PROBLEM DETAILS. Find the line containing "point: hat brim" in the listing below; reproduce it and every line after, exactly. Skip pictures.

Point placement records
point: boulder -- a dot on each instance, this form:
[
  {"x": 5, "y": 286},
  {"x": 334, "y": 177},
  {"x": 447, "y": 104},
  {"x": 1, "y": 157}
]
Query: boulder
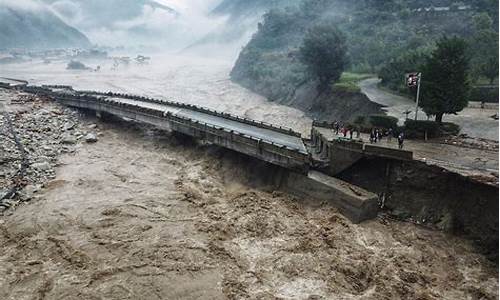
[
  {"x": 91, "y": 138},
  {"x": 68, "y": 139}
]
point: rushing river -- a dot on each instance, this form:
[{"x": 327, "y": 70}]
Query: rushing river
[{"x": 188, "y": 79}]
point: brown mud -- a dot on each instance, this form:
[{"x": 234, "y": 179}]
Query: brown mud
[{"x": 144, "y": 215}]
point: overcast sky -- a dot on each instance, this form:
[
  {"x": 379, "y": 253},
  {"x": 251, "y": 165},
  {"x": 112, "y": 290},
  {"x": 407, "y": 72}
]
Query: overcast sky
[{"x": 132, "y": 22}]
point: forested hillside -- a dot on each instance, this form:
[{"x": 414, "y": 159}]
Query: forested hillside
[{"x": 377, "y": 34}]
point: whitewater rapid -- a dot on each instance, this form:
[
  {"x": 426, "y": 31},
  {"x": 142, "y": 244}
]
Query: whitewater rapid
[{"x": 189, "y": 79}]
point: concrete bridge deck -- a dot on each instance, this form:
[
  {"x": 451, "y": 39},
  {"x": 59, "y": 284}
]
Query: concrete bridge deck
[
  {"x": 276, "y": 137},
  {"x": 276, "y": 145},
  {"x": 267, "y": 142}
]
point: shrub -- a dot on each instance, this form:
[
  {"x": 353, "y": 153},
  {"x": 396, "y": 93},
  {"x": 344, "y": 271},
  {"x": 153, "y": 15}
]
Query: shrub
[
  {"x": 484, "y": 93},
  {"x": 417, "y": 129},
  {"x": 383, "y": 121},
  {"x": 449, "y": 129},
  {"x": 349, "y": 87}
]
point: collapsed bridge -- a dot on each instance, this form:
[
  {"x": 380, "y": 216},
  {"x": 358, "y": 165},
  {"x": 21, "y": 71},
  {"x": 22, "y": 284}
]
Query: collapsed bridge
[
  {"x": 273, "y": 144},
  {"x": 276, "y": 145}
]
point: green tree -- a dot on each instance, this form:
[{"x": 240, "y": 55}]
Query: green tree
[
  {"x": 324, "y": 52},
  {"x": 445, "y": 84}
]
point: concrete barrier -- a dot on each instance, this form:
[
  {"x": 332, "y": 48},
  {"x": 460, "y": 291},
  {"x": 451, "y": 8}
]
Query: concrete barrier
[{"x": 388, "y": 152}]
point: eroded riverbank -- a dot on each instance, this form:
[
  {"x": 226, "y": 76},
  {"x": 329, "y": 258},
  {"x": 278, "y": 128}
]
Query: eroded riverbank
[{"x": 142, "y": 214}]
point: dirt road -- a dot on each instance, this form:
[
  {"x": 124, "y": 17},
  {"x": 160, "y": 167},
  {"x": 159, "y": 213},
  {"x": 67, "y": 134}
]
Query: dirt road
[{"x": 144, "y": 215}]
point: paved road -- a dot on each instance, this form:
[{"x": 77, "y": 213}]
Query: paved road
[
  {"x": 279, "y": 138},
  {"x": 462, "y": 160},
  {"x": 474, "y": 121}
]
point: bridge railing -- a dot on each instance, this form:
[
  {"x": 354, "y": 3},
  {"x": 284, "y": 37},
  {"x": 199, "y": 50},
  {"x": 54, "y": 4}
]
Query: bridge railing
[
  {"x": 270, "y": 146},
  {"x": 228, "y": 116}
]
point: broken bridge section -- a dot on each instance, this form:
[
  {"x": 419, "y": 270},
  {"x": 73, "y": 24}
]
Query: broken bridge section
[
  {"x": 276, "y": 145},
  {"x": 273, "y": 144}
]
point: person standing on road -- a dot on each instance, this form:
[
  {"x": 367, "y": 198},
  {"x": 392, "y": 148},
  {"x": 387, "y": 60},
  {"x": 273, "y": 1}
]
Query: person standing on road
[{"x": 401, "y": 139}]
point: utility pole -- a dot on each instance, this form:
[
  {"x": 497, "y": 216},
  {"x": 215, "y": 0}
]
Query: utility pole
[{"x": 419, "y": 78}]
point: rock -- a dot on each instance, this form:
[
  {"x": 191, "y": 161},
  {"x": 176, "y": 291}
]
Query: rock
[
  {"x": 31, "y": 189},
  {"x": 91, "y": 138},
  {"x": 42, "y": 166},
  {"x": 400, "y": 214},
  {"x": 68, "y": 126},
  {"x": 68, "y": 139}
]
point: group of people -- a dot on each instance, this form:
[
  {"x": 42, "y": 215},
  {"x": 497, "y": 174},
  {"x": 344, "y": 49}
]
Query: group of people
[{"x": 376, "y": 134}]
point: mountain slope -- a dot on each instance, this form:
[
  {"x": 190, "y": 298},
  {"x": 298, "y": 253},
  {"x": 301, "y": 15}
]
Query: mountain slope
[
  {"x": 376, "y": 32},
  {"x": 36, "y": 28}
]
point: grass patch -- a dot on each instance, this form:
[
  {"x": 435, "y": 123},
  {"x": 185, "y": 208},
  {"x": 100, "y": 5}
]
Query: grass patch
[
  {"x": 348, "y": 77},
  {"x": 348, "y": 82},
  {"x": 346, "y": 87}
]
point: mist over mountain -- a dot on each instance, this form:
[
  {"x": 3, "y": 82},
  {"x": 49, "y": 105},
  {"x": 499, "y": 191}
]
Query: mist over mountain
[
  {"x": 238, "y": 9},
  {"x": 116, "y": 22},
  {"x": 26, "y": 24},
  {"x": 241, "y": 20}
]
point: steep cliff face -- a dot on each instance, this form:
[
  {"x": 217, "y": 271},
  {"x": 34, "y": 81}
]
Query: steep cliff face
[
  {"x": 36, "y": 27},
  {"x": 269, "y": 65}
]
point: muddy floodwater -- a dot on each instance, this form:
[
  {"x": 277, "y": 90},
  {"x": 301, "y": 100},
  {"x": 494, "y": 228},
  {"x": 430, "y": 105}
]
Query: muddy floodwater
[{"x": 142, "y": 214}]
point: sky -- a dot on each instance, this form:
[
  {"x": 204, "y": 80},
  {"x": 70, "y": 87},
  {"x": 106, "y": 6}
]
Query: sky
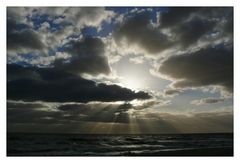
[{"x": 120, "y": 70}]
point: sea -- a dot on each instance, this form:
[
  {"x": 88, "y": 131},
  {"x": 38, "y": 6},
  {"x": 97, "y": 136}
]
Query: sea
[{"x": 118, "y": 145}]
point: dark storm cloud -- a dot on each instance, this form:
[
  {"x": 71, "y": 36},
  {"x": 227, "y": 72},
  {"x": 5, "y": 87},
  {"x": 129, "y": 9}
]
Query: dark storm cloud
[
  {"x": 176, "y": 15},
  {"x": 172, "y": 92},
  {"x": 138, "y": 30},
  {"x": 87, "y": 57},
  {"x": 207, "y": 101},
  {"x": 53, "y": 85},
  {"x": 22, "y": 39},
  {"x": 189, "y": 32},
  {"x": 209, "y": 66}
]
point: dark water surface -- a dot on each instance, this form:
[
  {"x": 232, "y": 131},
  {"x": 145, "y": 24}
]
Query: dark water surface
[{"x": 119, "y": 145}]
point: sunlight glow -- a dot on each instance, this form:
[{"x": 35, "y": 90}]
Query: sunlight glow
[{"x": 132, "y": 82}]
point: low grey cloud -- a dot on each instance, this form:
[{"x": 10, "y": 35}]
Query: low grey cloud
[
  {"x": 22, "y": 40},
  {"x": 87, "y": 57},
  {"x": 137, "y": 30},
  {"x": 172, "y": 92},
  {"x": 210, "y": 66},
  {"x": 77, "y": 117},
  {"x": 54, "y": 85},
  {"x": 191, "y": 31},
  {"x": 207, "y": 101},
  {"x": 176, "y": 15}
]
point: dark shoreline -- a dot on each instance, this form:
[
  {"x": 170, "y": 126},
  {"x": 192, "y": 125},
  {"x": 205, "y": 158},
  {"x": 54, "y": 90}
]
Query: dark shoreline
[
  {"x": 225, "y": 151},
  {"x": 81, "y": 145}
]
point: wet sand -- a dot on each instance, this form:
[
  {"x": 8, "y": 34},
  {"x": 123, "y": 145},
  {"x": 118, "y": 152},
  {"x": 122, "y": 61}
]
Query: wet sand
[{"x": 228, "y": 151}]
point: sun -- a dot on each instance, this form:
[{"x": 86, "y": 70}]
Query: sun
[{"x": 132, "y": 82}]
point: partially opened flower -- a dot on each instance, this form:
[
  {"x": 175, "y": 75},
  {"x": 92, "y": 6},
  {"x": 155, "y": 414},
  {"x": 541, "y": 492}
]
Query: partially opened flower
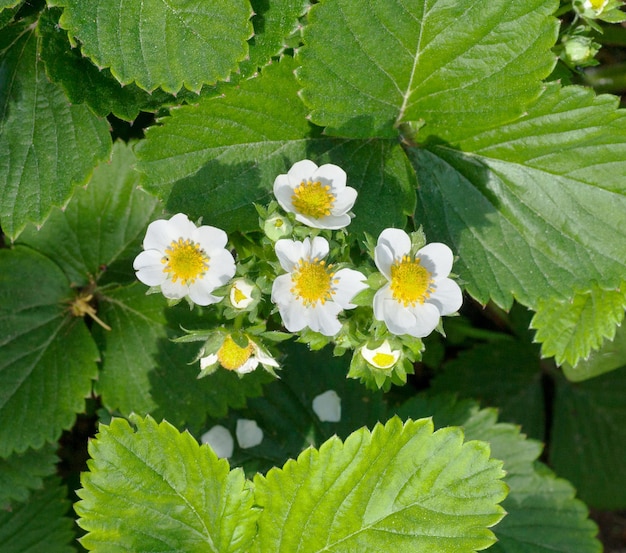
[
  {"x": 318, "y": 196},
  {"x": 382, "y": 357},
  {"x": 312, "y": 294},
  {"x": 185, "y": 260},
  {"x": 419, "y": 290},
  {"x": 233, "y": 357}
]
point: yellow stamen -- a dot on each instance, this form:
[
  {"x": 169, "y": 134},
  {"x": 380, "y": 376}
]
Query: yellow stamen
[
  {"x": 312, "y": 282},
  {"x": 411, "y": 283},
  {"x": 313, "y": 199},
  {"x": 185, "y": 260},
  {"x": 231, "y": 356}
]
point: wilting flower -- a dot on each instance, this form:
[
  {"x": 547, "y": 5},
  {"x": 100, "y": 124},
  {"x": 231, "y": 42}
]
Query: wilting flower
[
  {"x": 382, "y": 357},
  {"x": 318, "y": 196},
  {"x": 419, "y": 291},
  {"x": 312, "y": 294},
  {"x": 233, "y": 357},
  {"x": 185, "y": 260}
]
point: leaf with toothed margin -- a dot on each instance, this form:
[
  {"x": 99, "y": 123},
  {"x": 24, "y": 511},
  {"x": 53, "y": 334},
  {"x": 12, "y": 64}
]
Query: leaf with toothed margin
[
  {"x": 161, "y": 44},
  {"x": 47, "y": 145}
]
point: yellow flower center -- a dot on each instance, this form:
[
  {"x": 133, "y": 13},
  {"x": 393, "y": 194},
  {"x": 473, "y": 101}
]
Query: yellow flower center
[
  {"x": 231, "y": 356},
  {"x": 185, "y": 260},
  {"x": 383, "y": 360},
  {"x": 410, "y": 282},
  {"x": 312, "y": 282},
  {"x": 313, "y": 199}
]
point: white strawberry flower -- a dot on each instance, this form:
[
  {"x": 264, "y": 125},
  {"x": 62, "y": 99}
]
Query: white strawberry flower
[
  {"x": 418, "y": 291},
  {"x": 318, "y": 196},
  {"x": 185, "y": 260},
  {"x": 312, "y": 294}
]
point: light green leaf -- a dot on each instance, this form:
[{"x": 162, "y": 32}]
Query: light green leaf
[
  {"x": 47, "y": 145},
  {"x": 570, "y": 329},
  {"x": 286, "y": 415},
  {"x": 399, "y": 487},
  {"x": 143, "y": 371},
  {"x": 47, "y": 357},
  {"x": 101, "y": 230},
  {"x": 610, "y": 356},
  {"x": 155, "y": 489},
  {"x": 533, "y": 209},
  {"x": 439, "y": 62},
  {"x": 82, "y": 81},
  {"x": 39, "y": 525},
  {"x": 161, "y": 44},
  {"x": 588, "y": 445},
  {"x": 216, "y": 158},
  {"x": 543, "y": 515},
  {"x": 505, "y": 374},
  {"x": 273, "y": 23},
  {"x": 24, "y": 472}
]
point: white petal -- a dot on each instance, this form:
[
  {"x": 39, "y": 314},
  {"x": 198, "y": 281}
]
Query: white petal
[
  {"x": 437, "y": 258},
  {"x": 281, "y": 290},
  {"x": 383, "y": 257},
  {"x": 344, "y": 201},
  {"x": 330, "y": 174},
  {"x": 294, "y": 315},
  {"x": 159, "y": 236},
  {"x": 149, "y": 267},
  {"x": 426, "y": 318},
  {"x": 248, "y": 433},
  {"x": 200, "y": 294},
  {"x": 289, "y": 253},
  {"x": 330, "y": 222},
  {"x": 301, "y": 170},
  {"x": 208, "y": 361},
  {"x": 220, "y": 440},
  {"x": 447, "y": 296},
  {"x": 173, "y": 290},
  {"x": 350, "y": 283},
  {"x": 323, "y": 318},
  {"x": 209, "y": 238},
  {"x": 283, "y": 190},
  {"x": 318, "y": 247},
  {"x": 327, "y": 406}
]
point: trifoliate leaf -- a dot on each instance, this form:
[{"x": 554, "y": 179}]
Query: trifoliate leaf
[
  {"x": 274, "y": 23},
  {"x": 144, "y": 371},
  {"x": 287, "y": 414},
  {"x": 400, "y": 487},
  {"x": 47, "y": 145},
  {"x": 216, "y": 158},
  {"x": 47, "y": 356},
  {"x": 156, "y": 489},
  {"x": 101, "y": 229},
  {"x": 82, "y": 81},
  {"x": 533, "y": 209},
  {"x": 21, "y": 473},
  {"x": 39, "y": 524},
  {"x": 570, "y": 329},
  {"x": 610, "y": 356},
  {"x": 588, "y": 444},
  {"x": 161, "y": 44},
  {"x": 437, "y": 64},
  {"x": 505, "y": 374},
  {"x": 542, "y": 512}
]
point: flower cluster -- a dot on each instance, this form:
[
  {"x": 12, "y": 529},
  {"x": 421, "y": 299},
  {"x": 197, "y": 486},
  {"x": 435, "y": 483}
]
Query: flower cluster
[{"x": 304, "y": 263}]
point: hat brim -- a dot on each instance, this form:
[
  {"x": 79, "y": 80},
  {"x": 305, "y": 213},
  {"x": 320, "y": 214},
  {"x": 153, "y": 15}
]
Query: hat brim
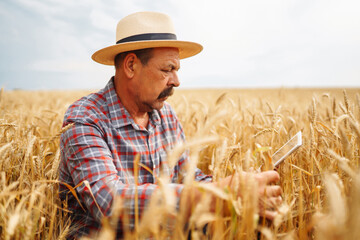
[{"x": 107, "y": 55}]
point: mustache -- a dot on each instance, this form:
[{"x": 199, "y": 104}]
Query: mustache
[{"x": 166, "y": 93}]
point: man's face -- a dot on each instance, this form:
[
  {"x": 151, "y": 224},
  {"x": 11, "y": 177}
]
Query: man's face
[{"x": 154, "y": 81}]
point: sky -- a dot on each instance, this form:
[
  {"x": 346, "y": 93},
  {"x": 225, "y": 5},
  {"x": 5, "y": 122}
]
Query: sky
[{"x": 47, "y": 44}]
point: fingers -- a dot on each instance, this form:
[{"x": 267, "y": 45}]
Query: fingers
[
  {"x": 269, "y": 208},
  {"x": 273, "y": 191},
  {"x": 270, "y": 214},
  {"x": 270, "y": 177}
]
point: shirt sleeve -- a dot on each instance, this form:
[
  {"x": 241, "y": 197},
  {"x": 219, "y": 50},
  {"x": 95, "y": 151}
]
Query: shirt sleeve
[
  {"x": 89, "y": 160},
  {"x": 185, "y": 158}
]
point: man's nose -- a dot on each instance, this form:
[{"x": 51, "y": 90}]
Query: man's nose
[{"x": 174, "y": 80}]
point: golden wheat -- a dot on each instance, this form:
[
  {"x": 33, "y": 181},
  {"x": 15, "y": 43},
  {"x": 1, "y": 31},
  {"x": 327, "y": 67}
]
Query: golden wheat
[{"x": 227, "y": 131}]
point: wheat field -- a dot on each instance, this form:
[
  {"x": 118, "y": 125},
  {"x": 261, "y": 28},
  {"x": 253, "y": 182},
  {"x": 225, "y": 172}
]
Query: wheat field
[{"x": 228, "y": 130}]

WRITTEN SOLUTION.
point: hat brim -- a dot on each instance, this form:
[
  {"x": 79, "y": 80},
  {"x": 305, "y": 213},
  {"x": 320, "y": 214},
  {"x": 153, "y": 15}
]
Query: hat brim
[{"x": 107, "y": 55}]
point: mustache -- a dot on each instance, this form:
[{"x": 199, "y": 104}]
Query: mustache
[{"x": 166, "y": 93}]
point: man's face -- a dot on each instance, this form:
[
  {"x": 151, "y": 224},
  {"x": 11, "y": 177}
]
Query: man's face
[{"x": 154, "y": 81}]
point: sky -- a dot on each instance, this form:
[
  {"x": 346, "y": 93},
  {"x": 225, "y": 5},
  {"x": 5, "y": 122}
]
Query: sky
[{"x": 47, "y": 44}]
point: fingers -- a dot on each instance, this form:
[{"x": 267, "y": 45}]
Query: fingers
[
  {"x": 269, "y": 208},
  {"x": 273, "y": 191},
  {"x": 270, "y": 214},
  {"x": 270, "y": 177}
]
point: shirt sleeve -- a dot on each instance, this form:
[
  {"x": 241, "y": 197},
  {"x": 219, "y": 50},
  {"x": 95, "y": 151}
]
Query: shirt sleeve
[
  {"x": 89, "y": 160},
  {"x": 185, "y": 158}
]
point: man's nose -- a dot on each instance, this form:
[{"x": 51, "y": 90}]
Query: man's nose
[{"x": 174, "y": 80}]
point: golden wheat -- a dot on each instance, this form:
[
  {"x": 33, "y": 181},
  {"x": 15, "y": 43},
  {"x": 1, "y": 31},
  {"x": 327, "y": 67}
]
Query: golden wheat
[{"x": 227, "y": 131}]
point: wheat field -- a dot on each instance, this form:
[
  {"x": 118, "y": 125},
  {"x": 261, "y": 28},
  {"x": 253, "y": 182},
  {"x": 225, "y": 172}
]
Query: wheat field
[{"x": 228, "y": 130}]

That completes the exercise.